[Saved entries]
[Start of section]

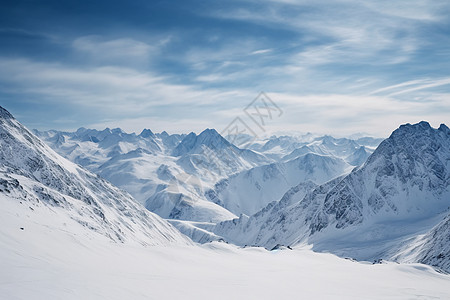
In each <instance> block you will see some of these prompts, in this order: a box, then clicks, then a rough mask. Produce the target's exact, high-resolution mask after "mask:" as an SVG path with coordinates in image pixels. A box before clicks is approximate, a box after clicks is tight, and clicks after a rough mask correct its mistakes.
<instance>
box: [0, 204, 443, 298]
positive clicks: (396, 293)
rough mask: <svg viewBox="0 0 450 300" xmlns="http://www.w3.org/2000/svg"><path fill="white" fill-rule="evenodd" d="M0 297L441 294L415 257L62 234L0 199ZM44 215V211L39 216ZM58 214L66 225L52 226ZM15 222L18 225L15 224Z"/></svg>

[End of section]

**INSTRUCTIONS TO FOLLOW**:
Reproduce each line above exactly, but not a single picture.

**ANSWER SPACE**:
In each <instance> block you will see some of these prompts, in this order: a box, then clicks, then a rough mask. Produce the target's exact, high-resolution mask after "mask:" as an SVG path with coordinates in image pixels. A box before clicks is approximate, a box after clicks is tight, and clicks after a rough mask correct its mistakes.
<instance>
box: [0, 204, 443, 298]
positive clicks: (396, 293)
rough mask: <svg viewBox="0 0 450 300" xmlns="http://www.w3.org/2000/svg"><path fill="white" fill-rule="evenodd" d="M0 297L441 294L415 257L62 234L0 199ZM44 215V211L39 216ZM58 214L66 225L52 226ZM15 222L18 225L15 224Z"/></svg>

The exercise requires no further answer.